OBJETIVOS
A. Explica, en una a tres oraciones y según el texto sobre Maldoror, qué intenta manifestar el bestiario diabólico de serpientes, arañas, sapos, piojos y el negro tiburón.
B. Extrae sin cambios del texto sobre Maldoror el fragmento que empieza con "Finalmente decide oponerse" y sigue hasta "con luz negra.".

TEXTO PROPORCIONADO

-.-.-

El protagonista, Maldoror, va contando sus días, sobre todo señalando el hecho de que se percibe impar, diferente a los aborrecidos humanos. Por ejemplo, confiesa que no puede reír, que no puede amar entre las bestias. En un momento tajea su boca, extendiendo sus labios con un corte de oreja a oreja, pero descubre que lo que resulta no se parece a la sonrisa de los otros…

Finalmente decide oponerse a las miserias celestes y terrestres, y declara su guerra inconciliable contra el mundo:
“Hice un pacto con la prostitución para sembrar el orden en las familias”.

En su relato, se van sucediendo sus penosas experiencias en las vías terráqueas, se va poblando de monstruos. Se desarrolla todo un bestiario diabólico que intenta manifestar la repugnancia y la crueldad del mundo: serpientes, arañas, sapos, piojos y el negro tiburón. Todas las criaturas parecieran contribuir a animar el mosaico inmundo de seres que brillan con luz negra.

Según León Bloy, quien lo descubrió un día atónito, el poeta no podía tener idea de la trascendencia de las palabras inauditas que estaba profiriendo. Según André Breton, el libro ostenta todo lo más audaz que durante siglos se pensó y se emprendió. Cuando aparecieron, en 1869, esas páginas incendiaron las manos que las sostenían, pasmaron a las mentes que las recorrían, produjeron cataclismos, desorientaron. Nadie pudo comprender qué pasaba allí, y se barajaron las palabras de alivio: el autor estaba loco, o como le parecía a Rubén Darío, estaba poseído por Satanás.

-.-.-

Elementos del conjunto de datos
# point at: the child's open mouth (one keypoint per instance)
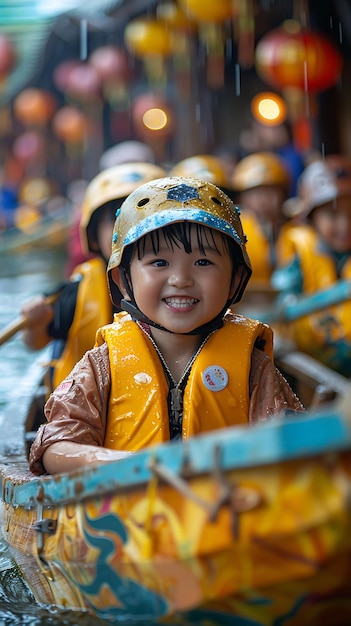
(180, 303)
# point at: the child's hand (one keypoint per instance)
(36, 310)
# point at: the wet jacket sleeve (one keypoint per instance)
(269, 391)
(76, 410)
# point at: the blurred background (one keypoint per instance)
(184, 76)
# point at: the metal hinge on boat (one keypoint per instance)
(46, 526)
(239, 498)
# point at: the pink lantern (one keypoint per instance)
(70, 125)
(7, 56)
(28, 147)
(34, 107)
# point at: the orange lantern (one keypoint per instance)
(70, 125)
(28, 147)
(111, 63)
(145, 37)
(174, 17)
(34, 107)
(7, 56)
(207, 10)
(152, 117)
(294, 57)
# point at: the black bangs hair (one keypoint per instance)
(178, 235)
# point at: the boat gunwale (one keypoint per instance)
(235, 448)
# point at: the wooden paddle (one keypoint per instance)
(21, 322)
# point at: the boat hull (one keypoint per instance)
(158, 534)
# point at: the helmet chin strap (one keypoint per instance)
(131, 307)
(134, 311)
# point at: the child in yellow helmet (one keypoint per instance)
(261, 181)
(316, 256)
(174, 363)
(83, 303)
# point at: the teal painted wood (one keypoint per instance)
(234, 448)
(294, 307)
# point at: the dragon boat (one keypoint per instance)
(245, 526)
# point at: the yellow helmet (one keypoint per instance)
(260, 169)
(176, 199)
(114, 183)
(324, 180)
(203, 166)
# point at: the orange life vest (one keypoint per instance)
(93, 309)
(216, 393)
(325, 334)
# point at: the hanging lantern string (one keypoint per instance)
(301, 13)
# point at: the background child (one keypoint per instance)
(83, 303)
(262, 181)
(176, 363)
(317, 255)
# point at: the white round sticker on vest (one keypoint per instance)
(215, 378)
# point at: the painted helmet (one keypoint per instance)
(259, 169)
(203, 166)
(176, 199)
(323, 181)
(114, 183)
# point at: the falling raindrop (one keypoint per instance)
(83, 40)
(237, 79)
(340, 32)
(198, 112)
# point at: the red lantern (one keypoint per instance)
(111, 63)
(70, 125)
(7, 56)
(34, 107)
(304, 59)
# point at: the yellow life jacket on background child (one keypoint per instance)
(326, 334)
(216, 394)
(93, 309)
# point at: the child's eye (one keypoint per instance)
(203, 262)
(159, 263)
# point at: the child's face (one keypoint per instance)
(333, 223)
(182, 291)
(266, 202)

-.-.-

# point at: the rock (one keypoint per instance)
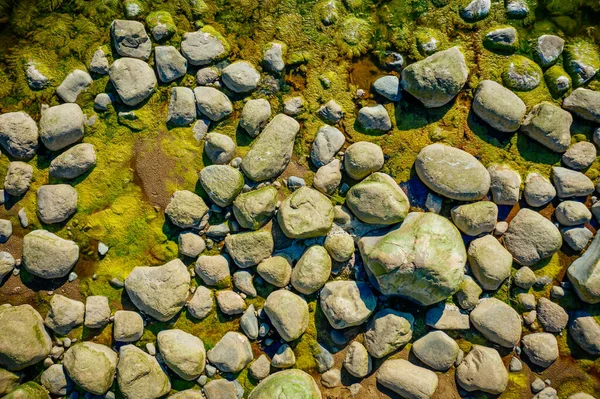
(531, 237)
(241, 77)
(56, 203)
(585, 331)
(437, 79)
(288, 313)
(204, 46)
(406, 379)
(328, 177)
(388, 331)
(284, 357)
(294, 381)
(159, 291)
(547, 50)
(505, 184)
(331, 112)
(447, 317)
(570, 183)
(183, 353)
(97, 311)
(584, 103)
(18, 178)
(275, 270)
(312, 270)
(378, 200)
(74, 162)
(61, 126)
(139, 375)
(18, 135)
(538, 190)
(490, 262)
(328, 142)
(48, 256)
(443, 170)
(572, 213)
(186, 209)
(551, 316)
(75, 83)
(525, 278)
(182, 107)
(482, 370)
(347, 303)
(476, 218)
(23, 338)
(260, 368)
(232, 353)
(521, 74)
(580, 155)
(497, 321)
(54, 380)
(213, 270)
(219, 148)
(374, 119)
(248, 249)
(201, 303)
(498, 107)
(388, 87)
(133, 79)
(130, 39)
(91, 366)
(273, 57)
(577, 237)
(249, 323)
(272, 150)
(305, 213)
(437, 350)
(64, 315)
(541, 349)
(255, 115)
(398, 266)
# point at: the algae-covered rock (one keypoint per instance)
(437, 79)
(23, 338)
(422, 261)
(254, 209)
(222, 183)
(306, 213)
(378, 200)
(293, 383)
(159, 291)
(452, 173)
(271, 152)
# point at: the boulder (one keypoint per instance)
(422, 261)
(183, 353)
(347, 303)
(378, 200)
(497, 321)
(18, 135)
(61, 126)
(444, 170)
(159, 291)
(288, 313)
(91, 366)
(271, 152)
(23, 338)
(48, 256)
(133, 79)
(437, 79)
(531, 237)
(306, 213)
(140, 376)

-.-.-

RESPUESTAS POR TAREA
A. El bestiario diabólico intenta manifestar la repugnancia y la crueldad del mundo. Todas esas criaturas parecen contribuir a animar un mosaico inmundo de seres que brillan con luz negra.

B.
Finalmente decide oponerse a las miserias celestes y terrestres, y declara su guerra inconciliable contra el mundo:
“Hice un pacto con la prostitución para sembrar el orden en las familias”.

En su relato, se van sucediendo sus penosas experiencias en las vías terráqueas, se va poblando de monstruos. Se desarrolla todo un bestiario diabólico que intenta manifestar la repugnancia y la crueldad del mundo: serpientes, arañas, sapos, piojos y el negro tiburón. Todas las criaturas parecieran contribuir a animar el mosaico inmundo de seres que brillan con luz negra.